* [Directions]
According to the excerpt below on Minnesota DNR changes, which state park facilities will be upgraded in many places? List them all.

If you visit state parks
• Showers, bathrooms, camping areas and boat ramps will be upgraded in many places, while more parks will extend operations past Labor Day. Access will be improved for people with disabilities, including a project at William O'Brien State Park in Marine on St. Croix.
• The DNR will not raise state park admittance fees. Lawmakers declined that request.
If you care about moose and elk
• Aerial surveys flown by DNR crews each January will be greatly modernized under a $3 million equipment upgrade to agency airplanes. The winter population surveys, now conducted visually without electronic aids, are central to DNR's management of the two species.
If you operate a snowmobile
• The DNR will introduce a larger-format registration decal that will spare snowmobilers from separately displaying registration numbers on their sleds.

* [Dataset excerpts]
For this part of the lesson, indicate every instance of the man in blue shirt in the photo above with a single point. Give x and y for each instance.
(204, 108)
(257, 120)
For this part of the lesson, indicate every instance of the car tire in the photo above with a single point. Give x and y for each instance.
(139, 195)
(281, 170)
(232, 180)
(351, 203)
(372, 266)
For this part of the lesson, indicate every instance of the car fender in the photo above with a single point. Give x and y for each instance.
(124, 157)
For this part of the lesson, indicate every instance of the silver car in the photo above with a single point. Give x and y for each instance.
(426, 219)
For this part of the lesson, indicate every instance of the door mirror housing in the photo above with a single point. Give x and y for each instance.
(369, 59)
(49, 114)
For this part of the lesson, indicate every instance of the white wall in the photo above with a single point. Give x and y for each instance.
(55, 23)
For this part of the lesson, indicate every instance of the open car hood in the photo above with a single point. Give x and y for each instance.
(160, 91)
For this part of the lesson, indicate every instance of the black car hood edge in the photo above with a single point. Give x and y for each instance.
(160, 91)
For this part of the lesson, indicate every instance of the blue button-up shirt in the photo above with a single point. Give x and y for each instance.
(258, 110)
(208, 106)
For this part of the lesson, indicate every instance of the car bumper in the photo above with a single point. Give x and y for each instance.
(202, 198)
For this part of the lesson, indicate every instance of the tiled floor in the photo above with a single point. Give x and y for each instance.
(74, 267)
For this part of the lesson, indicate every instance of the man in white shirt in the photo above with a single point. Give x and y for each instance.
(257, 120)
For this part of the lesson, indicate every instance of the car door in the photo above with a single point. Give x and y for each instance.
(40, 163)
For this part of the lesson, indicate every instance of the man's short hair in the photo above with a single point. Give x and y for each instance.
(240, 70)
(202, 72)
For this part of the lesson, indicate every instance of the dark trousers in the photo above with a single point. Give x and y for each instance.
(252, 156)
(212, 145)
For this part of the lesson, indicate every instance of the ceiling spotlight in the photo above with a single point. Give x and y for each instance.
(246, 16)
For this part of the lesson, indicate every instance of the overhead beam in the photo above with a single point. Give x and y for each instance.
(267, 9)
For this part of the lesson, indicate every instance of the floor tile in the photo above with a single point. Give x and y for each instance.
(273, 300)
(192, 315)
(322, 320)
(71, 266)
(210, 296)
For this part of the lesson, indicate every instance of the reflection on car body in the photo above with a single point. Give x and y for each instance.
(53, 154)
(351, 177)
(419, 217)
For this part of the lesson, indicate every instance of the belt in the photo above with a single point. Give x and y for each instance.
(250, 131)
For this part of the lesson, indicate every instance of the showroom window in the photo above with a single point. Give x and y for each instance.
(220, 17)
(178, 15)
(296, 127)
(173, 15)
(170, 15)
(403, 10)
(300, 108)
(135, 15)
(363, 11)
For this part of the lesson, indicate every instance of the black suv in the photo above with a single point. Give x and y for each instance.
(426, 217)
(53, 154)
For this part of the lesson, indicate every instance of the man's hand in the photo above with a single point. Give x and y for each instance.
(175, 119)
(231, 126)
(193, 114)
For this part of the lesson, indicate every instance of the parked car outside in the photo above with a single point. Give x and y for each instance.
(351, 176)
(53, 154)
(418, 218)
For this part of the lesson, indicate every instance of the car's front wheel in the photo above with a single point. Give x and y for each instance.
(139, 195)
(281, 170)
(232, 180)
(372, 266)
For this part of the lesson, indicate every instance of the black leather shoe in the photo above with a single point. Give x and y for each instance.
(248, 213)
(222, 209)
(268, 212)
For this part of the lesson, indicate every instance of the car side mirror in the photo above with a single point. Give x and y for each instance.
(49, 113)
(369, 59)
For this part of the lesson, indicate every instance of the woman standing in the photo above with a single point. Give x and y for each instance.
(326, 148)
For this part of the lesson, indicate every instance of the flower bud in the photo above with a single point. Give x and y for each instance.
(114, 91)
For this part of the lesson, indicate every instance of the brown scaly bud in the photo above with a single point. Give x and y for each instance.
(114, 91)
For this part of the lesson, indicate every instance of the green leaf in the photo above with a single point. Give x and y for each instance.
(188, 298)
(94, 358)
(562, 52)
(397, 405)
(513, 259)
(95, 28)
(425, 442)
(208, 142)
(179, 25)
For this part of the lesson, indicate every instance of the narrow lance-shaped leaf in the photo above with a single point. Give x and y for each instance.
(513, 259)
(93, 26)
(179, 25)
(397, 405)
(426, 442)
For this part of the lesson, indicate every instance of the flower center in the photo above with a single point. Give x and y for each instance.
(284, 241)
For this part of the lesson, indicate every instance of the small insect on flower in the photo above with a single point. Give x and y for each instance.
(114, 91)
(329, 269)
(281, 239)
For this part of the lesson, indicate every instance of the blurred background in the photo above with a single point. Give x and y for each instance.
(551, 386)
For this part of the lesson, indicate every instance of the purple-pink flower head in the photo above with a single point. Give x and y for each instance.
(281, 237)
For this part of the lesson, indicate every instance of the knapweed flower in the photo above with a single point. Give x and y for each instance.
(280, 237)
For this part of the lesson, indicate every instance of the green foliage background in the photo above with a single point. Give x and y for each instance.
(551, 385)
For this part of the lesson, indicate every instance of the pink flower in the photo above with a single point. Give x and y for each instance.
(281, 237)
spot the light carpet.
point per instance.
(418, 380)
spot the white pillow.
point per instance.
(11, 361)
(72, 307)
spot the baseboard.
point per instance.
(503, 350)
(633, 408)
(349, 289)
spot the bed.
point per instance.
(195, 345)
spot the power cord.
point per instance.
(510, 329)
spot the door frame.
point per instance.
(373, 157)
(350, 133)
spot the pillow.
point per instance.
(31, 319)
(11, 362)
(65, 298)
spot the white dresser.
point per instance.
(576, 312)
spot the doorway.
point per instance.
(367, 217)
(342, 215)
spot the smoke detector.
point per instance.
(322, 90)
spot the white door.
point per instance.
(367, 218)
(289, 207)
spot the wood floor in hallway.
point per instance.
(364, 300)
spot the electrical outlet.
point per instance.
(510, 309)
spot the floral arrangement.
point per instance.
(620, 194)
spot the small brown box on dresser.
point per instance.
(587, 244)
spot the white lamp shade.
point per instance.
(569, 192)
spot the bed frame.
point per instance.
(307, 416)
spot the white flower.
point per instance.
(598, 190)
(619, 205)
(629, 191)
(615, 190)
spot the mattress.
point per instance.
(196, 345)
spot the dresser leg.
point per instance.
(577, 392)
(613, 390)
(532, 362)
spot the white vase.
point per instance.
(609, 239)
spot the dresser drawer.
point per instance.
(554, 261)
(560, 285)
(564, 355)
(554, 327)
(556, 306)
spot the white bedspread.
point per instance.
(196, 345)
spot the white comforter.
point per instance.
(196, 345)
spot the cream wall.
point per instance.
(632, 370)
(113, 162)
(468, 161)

* [Task response]
Showers, bathrooms, camping areas, boat ramps